Instructions to follow
Copy the records from the line containing "of the green" through the end, requests included. In the answers, multiply every coordinate by 0.95 and round each to a whole number, with halves rounding up.

Collection entries:
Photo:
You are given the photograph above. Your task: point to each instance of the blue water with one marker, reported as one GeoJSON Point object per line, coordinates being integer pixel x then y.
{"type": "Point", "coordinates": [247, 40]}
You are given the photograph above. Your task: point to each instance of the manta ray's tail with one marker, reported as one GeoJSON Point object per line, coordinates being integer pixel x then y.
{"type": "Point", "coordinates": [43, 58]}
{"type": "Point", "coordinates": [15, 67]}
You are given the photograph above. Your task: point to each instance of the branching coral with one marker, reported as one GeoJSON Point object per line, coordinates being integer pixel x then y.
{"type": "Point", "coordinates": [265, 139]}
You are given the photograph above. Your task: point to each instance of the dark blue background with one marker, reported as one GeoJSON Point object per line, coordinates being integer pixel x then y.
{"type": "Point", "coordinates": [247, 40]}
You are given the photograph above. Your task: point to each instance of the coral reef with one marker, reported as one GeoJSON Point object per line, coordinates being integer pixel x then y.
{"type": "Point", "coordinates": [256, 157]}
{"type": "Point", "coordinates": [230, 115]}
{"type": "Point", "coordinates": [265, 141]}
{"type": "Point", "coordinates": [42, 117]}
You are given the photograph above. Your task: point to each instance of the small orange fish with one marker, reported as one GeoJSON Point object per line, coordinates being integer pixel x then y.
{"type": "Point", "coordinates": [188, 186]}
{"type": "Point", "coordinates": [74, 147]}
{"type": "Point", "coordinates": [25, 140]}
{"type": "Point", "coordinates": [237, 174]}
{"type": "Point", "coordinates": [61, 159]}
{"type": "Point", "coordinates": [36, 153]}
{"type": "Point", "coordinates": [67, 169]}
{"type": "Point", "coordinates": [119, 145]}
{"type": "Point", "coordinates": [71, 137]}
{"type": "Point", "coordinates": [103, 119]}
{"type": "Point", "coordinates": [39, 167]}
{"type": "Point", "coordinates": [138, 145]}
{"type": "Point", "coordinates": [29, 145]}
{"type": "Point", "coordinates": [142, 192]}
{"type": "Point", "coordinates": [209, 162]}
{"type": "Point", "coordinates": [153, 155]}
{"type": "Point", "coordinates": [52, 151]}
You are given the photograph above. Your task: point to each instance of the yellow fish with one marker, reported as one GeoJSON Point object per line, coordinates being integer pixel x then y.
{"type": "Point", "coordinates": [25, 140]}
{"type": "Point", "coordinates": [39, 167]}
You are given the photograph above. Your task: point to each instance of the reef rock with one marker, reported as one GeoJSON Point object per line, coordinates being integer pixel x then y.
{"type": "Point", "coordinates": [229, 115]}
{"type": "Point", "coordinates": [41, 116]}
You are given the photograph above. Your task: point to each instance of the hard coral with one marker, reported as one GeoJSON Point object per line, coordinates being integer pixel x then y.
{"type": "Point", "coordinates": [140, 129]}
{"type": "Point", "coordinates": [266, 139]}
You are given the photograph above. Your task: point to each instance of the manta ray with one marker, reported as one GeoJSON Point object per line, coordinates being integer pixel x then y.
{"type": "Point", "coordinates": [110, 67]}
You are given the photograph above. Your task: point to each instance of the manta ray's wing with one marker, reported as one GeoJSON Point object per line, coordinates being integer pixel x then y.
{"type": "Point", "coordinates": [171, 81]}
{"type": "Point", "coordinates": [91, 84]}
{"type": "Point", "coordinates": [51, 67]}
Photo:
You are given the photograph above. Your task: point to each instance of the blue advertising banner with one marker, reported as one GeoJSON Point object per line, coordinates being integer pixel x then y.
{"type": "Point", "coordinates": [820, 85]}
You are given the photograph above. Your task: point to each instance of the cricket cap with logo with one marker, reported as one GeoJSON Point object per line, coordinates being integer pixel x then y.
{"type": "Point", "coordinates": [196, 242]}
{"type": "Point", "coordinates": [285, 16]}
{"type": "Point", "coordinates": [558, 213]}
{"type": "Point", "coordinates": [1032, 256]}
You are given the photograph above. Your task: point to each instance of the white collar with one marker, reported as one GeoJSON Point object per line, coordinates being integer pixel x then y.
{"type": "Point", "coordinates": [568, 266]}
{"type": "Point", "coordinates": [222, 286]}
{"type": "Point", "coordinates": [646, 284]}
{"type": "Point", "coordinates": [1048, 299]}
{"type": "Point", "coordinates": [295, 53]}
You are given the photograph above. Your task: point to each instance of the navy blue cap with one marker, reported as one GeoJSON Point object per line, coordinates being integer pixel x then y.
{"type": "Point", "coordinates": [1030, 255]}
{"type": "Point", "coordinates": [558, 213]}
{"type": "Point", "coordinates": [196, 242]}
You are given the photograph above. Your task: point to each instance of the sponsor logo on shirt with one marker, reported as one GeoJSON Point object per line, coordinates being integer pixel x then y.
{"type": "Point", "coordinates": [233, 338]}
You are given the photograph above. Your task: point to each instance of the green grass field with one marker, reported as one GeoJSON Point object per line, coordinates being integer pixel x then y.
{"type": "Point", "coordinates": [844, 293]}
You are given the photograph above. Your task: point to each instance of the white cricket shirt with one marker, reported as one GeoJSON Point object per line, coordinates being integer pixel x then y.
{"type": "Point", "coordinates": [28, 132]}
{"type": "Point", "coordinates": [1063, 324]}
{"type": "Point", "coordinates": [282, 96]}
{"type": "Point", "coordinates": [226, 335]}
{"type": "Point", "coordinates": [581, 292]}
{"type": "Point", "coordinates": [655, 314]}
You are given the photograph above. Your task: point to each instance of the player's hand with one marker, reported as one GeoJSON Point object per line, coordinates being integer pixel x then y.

Final result
You are given the photograph above. Your task: point to each instance of the green grass field with one marker, reported as one GeoJSON Point object per line, coordinates being integer pixel x then y.
{"type": "Point", "coordinates": [802, 278]}
You are given the photograph above. Your task: point to each instance of the white cricket shirt with one marker, reported as one GeoJSON Point object per line, coordinates being integer pixel x then y.
{"type": "Point", "coordinates": [27, 125]}
{"type": "Point", "coordinates": [1010, 308]}
{"type": "Point", "coordinates": [268, 91]}
{"type": "Point", "coordinates": [215, 318]}
{"type": "Point", "coordinates": [552, 277]}
{"type": "Point", "coordinates": [622, 298]}
You are given the photograph above. Your task: point to each instance of the player's hand with one marker, reported as one GeoJSON Point object per line, coordinates being integer pixel x then y.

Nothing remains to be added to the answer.